* _Work to complete_
1. Reproduce the passage of the Oregon Route 99E article that opens with the words "Oregon Route 99E" and ends with the words "the directional suffix.)", keeping every word and mark unchanged.
2. Carry on the Oregon Route 99E article from the point where it stops.

Oregon Route 99E is an Oregon state highway that runs between Junction City, Oregon and an interchange with I-5 just south of the Oregon/Washington border, in Portland.  It, along with OR 99W, makes up a split of OR 99 in the northern part of the state.  This split existed when the route was U.S. Route 99, when the two branches were U.S. 99W and U.S. 99E.  (Another such split occurred in California, but with the decommissioning of U.S. 99, that state elected to rename its U.S. 99W as Interstate 5, rather than preserve the directional suffix.)

Currently, OR 99E and OR 99W do not reconvene at a northern junction in Oregon; OR 99W has been truncated from its original route, and ends in Downtown Portland, several miles south of its original northern terminus; nor is OR 99 (without a suffix) signed anywhere in Portland.

History

Route description

OR 99E has its southern terminus in Junction City.  Almost immediately after leaving the city limits the route crosses the Willamette River, and serves Willamette Valley towns such as Harrisburg and Tangent.  North of Tangent, the route enters the city of Albany and serves as a main thoroughfare through town (for about a mile, OR 99E shares an alignment with US 20).  At the northern end of Albany, OR 99E joins I-5.

* _Dataset excerpt_
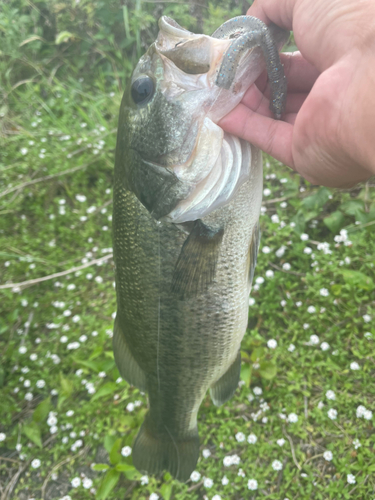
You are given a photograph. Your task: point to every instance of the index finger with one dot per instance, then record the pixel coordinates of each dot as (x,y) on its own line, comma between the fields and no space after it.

* _Answers to the exercises_
1.
Oregon Route 99E is an Oregon state highway that runs between Junction City, Oregon and an interchange with I-5 just south of the Oregon/Washington border, in Portland.  It, along with OR 99W, makes up a split of OR 99 in the northern part of the state.  This split existed when the route was U.S. Route 99, when the two branches were U.S. 99W and U.S. 99E.  (Another such split occurred in California, but with the decommissioning of U.S. 99, that state elected to rename its U.S. 99W as Interstate 5, rather than preserve the directional suffix.)

2.
OR 99E remains co-signed with I-5 until Salem where it again splits off from the interstate, serving many towns in northern Marion County.  (A business route through Salem, OR 99E Business, consists of a section of OR 22 and the Salem Parkway; a previous alignment of OR 99E along Commercial Street, Fairgrounds Road, and Portland Road is often erroneously referred to as "99E" even though it is no longer part of the Oregon Route system).  North of Salem, OR 99E serves the northern Willamette Valley, passing through cities such as Woodburn, Hubbard, and Canby, before entering the Portland metro area in Oregon City.  The stretch between Canby and Oregon City is notorious for frequent and serious accidents.

Starting in Oregon City, and continuing through the suburban communities of Gladstone, Oak Grove and Milwaukie, OR 99E is known as McLoughlin Boulevard (after fur trader John McLoughlin).  The road crosses the John McLoughlin Bridge just south of Gladstone. North of Milwaukie (and an interchange with OR 224), OR 99E is a high-capacity urban expressway.

In Portland, OR 99E continues as the McLoughlin Boulevard expressway until passing beneath the Ross Island Bridge (US 26), where it runs on the couplet of Martin Luther King Jr. Boulevard (formerly Union Avenue) and Grand Avenue.  It is the main north–south arterial through the central east side of the city.  North of NE Broadway, OR 99E continues as MLK Jr. Boulevard and passes through several Northeast Portland Neighborhoods until its terminus at an interchange with I-5 and OR 120 in Delta Park, just south of the Columbia River crossing.  (The interchange also involves Interstate Avenue, which was the prior route of OR 99W before the latter route was truncated).

Major intersections
Note: mileposts do not reflect actual mileage due to realignments. Not all interchanges are shown on the I-5 overlap; for a full list see the I-5 exit list.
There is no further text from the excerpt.